*INSTRUCTION*: Copy the items from the beginning through the line containing "(1093, 199)", replacing "help me greatly" with "be of great assistance to me" and leaving everything else unchanged.

*DATA FOR THIS EXERCISE*:
+ + + + +

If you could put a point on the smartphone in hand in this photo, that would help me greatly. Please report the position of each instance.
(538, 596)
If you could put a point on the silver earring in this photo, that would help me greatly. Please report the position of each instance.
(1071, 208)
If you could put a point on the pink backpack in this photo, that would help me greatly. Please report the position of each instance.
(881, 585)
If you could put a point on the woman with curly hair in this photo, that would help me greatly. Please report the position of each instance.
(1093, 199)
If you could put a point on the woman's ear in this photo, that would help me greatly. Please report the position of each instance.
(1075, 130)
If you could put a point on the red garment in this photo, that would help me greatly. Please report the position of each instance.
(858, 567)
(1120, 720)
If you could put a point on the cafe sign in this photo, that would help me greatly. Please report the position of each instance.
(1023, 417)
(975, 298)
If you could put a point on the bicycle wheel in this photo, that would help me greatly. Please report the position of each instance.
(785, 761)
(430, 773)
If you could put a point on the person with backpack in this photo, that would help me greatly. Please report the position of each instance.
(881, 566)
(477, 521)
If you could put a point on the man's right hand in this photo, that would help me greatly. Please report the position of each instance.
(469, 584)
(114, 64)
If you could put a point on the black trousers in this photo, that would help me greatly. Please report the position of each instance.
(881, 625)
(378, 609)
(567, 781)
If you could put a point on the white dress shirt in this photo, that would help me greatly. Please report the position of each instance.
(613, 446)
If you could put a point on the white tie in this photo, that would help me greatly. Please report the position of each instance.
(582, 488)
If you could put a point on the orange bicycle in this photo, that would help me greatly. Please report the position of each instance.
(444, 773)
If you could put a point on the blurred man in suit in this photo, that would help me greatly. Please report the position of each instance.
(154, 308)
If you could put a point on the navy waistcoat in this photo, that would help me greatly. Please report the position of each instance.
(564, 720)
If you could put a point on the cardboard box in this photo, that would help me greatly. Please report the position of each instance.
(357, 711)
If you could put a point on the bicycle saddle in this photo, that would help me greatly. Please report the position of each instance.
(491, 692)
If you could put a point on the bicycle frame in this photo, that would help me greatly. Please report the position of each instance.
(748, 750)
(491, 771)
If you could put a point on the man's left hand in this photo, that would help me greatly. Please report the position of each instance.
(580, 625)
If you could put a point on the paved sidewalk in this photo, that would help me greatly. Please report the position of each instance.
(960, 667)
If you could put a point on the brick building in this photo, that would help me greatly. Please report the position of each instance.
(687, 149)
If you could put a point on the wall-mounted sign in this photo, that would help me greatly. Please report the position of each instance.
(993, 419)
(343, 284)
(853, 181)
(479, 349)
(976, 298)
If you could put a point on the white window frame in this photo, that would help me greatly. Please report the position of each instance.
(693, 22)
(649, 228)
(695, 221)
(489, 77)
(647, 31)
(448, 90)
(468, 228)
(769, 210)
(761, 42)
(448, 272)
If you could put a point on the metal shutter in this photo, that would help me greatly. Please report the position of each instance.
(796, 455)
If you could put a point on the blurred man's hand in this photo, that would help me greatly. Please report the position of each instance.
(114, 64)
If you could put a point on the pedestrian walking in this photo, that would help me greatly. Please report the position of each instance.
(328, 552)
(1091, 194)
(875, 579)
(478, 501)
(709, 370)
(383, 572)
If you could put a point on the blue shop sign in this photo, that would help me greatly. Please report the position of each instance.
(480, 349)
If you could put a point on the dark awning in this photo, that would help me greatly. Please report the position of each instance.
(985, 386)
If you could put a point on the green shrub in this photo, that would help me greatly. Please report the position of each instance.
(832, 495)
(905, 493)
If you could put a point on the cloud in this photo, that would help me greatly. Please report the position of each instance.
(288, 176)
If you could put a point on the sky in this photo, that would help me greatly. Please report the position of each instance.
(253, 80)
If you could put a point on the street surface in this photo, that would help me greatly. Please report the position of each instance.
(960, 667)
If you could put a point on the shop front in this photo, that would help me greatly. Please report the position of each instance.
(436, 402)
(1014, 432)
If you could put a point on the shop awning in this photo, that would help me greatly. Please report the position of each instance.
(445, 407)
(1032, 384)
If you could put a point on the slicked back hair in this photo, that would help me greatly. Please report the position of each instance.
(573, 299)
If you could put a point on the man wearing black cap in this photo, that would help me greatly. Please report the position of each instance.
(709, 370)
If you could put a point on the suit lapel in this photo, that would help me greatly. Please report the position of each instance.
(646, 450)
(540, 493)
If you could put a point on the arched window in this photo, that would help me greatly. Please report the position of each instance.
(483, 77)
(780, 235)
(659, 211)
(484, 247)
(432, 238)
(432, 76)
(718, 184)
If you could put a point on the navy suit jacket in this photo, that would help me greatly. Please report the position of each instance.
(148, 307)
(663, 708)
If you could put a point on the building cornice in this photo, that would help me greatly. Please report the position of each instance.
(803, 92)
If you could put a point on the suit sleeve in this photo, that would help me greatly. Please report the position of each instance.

+ + + + +

*FULL OUTPUT*:
If you could put a point on the smartphone in hand in this photo, that would be of great assistance to me. Please report the position of each instance.
(538, 596)
If you could put a point on the silver earring in this photo, that would be of great assistance to me. Please report the position of each instance.
(1071, 208)
If you could put a point on the pink backpack in this photo, that would be of great assistance to me. Please report the position of each instance.
(881, 585)
If you could put a point on the woman with curly hair in this photo, that would be of great assistance to me. Please report the position of each instance.
(1093, 199)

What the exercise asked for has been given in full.